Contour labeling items
******************************
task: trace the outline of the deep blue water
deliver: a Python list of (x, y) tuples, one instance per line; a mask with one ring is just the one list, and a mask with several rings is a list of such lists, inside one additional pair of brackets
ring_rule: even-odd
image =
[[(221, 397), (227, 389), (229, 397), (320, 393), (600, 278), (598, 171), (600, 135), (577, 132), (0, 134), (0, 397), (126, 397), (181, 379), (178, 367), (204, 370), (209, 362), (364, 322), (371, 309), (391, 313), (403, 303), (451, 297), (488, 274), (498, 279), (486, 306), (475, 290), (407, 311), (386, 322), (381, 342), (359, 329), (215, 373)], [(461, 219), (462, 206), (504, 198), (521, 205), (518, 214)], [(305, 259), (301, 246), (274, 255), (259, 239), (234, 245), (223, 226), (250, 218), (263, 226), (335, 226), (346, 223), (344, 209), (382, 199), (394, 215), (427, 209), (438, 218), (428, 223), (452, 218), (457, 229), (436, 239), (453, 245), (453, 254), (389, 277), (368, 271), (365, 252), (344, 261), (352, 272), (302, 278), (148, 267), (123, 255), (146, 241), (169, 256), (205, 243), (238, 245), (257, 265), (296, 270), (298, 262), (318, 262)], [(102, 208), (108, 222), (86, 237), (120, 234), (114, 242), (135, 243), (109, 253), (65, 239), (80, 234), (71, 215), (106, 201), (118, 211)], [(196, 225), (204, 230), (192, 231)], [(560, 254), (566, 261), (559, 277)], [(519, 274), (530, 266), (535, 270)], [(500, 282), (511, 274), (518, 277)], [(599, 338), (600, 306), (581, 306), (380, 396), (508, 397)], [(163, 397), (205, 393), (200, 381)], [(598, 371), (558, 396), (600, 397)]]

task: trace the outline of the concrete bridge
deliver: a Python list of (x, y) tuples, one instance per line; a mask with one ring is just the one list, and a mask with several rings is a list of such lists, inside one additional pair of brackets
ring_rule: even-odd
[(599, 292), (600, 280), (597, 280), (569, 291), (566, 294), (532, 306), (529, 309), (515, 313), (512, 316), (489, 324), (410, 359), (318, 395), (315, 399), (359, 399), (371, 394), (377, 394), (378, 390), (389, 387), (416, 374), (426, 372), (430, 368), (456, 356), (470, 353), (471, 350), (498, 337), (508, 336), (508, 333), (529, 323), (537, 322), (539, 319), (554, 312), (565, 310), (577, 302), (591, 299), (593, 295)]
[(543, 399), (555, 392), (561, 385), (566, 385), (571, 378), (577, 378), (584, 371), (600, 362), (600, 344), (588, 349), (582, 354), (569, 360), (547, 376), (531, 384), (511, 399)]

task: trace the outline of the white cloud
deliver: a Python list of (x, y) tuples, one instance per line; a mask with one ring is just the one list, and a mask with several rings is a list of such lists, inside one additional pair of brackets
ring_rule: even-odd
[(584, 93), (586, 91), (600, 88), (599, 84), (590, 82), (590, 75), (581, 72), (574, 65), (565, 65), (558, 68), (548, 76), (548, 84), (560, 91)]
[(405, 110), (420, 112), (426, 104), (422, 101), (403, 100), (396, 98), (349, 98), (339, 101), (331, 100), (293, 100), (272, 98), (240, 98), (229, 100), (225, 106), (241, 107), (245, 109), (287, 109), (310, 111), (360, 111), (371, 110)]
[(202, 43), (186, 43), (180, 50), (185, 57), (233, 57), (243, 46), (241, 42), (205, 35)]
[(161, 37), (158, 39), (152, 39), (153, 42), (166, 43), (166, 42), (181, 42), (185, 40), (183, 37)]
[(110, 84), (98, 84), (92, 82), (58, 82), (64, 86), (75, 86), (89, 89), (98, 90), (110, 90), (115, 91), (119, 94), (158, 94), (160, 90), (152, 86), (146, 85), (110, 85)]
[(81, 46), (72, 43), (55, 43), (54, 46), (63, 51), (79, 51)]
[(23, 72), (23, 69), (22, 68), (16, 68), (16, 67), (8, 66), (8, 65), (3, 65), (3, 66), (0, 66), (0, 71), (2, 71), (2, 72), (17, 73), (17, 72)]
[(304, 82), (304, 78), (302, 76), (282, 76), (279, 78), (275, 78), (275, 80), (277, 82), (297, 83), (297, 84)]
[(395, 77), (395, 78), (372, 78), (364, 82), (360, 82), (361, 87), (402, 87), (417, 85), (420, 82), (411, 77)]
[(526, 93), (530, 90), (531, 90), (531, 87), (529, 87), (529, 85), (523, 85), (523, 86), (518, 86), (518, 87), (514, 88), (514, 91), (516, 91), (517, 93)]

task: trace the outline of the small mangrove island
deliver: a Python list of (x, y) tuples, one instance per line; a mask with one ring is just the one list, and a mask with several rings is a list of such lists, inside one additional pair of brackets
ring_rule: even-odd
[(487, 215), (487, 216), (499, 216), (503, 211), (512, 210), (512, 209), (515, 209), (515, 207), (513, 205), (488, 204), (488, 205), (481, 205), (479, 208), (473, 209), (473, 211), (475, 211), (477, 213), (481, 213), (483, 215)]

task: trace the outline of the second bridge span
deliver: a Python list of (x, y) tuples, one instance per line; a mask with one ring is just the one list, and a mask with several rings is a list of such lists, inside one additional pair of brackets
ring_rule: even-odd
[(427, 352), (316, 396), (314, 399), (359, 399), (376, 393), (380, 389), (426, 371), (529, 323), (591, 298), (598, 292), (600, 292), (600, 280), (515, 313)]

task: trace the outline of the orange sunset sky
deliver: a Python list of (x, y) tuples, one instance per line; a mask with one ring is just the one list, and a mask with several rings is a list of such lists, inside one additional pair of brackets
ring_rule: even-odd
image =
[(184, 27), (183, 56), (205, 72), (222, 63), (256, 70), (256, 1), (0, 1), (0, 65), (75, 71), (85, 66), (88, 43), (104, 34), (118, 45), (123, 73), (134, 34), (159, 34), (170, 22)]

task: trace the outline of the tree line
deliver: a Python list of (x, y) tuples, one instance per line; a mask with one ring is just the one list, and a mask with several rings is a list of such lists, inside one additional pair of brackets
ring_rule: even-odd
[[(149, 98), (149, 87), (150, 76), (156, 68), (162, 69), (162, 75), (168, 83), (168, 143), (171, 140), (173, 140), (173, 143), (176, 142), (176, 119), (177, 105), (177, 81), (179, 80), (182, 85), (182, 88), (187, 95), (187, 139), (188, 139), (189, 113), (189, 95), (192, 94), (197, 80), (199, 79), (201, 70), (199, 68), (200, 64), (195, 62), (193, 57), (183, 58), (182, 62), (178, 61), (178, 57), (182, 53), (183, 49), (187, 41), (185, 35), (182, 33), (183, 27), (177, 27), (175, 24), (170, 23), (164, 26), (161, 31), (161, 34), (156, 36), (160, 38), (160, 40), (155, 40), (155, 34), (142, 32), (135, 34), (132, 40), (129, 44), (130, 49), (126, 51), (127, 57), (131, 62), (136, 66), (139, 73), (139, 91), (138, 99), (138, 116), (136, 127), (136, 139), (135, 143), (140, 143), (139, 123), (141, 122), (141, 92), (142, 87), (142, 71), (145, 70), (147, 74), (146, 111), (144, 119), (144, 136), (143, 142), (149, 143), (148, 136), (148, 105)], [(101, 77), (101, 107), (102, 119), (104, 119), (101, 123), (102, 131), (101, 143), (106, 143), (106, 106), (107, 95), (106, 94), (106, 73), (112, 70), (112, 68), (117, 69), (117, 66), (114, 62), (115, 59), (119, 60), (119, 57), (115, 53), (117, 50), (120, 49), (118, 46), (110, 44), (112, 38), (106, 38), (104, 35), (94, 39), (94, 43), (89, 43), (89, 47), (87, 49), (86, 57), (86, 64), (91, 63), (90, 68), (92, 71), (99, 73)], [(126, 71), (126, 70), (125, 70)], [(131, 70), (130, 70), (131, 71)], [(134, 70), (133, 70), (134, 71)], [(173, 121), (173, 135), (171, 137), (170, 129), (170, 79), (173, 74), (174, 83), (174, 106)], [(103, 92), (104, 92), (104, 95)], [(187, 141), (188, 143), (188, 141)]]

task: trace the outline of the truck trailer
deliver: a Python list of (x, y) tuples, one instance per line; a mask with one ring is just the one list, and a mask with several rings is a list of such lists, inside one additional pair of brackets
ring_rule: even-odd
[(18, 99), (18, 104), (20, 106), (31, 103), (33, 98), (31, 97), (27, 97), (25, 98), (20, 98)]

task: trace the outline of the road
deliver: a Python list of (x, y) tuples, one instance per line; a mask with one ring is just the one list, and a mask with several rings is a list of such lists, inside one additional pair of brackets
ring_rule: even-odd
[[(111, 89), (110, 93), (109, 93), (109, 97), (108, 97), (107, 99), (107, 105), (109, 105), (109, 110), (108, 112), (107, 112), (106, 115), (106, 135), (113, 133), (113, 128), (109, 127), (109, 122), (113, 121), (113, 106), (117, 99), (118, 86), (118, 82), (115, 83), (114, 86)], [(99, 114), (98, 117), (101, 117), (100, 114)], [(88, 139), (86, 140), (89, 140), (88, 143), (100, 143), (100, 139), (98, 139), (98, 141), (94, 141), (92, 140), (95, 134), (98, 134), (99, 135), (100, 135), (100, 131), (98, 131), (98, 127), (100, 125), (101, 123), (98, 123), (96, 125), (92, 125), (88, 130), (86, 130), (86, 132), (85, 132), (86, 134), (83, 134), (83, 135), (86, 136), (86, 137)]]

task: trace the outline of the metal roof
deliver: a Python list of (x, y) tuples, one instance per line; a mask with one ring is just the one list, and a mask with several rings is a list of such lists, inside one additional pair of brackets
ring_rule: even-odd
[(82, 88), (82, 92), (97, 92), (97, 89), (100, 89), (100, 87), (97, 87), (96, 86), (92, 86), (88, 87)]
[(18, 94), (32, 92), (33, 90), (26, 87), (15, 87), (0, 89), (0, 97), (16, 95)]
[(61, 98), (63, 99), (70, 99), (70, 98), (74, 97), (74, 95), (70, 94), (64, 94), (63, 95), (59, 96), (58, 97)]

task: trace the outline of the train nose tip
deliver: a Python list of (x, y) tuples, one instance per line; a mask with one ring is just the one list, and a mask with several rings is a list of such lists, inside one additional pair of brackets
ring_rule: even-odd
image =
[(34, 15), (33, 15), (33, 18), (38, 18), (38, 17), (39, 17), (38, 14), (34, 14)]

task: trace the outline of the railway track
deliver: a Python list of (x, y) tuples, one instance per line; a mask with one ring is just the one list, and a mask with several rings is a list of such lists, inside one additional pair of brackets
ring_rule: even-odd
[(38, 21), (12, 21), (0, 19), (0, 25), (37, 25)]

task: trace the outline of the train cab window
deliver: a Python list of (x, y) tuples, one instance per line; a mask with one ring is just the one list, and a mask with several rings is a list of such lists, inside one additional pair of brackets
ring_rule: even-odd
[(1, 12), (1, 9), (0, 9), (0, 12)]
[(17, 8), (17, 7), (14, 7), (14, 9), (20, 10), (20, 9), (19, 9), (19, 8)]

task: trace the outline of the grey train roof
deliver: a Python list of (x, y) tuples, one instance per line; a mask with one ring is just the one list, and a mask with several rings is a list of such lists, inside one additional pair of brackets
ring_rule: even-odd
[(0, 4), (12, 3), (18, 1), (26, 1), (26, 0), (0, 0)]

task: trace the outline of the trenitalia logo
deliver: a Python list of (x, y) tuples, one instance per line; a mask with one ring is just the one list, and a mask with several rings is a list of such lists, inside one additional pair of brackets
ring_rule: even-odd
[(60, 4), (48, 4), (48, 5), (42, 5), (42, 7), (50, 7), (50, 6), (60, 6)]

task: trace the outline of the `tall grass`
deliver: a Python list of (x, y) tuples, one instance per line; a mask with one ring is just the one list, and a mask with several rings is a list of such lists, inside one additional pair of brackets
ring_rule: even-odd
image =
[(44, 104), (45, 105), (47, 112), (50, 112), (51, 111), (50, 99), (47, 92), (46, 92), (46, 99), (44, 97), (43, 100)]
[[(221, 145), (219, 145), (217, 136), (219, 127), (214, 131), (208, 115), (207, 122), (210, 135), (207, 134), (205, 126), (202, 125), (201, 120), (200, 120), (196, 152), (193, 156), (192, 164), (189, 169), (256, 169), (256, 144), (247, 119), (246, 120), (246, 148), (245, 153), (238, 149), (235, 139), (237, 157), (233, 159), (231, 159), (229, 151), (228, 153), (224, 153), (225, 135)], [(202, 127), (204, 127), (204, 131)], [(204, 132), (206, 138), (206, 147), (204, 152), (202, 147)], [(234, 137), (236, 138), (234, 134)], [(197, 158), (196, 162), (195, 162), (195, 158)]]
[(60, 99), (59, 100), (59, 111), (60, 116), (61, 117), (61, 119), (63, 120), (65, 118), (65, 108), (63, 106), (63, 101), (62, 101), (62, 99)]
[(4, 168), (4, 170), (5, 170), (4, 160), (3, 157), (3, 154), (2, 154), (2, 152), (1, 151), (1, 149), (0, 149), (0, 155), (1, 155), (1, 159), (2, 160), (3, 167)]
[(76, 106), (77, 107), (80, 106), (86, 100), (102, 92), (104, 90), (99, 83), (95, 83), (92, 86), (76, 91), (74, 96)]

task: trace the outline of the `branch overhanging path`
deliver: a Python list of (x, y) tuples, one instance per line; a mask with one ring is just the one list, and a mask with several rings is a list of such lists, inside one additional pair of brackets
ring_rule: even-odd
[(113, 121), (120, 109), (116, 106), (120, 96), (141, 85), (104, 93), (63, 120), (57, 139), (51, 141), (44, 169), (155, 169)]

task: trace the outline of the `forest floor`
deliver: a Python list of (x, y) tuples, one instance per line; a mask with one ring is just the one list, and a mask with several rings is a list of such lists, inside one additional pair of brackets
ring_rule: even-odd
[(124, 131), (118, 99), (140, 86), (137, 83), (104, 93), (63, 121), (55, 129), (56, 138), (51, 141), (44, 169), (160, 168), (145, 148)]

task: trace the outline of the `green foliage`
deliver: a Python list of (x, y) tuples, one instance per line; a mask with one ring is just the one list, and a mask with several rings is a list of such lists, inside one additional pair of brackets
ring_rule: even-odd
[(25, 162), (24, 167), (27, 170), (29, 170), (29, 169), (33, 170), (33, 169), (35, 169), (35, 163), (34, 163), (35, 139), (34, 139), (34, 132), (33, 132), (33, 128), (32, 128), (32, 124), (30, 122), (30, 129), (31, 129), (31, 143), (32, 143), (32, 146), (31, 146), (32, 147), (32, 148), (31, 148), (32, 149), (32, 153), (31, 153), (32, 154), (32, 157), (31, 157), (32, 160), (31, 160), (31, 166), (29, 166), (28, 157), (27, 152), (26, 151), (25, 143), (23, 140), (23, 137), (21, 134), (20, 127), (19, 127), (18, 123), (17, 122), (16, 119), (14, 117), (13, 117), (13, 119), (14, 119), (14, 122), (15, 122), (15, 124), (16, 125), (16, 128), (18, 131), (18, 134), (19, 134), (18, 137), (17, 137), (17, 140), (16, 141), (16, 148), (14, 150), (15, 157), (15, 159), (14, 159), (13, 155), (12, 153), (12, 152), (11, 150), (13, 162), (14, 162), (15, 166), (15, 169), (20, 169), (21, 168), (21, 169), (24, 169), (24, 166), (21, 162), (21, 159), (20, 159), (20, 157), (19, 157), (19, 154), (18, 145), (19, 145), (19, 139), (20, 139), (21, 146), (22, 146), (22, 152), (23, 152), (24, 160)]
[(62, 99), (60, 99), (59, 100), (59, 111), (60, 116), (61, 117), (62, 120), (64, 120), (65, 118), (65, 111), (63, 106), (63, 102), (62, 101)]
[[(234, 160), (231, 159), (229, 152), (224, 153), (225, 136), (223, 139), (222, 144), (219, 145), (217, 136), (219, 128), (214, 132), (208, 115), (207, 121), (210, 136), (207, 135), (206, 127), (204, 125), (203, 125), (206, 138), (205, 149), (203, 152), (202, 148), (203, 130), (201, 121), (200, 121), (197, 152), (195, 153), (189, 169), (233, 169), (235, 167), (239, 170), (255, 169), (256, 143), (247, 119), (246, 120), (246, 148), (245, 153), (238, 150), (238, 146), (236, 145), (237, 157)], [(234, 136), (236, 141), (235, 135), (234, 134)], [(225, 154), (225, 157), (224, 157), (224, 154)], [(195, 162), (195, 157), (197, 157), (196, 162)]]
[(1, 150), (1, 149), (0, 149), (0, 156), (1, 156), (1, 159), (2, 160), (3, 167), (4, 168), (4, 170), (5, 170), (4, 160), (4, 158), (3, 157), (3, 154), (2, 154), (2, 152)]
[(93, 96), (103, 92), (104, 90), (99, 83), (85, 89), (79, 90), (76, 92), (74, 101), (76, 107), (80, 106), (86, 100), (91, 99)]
******************************
## What to do
Turn the part of the items that opens with the line containing "task: trace the outline of the grey" and closes with the line containing "(50, 6), (60, 6)]" into a Markdown table with the columns Row and Line. Give each line its own row with a row number, and leave out blank lines.

## Complete output
| Row | Line |
|---|---|
| 1 | task: trace the outline of the grey train roof |
| 2 | deliver: a Python list of (x, y) tuples, one instance per line; a mask with one ring is just the one list, and a mask with several rings is a list of such lists, inside one additional pair of brackets |
| 3 | ring_rule: even-odd |
| 4 | [(0, 4), (12, 3), (18, 1), (26, 1), (26, 0), (0, 0)] |
| 5 | task: trace the outline of the trenitalia logo |
| 6 | deliver: a Python list of (x, y) tuples, one instance per line; a mask with one ring is just the one list, and a mask with several rings is a list of such lists, inside one additional pair of brackets |
| 7 | ring_rule: even-odd |
| 8 | [(60, 4), (48, 4), (48, 5), (42, 5), (42, 7), (50, 7), (50, 6), (60, 6)] |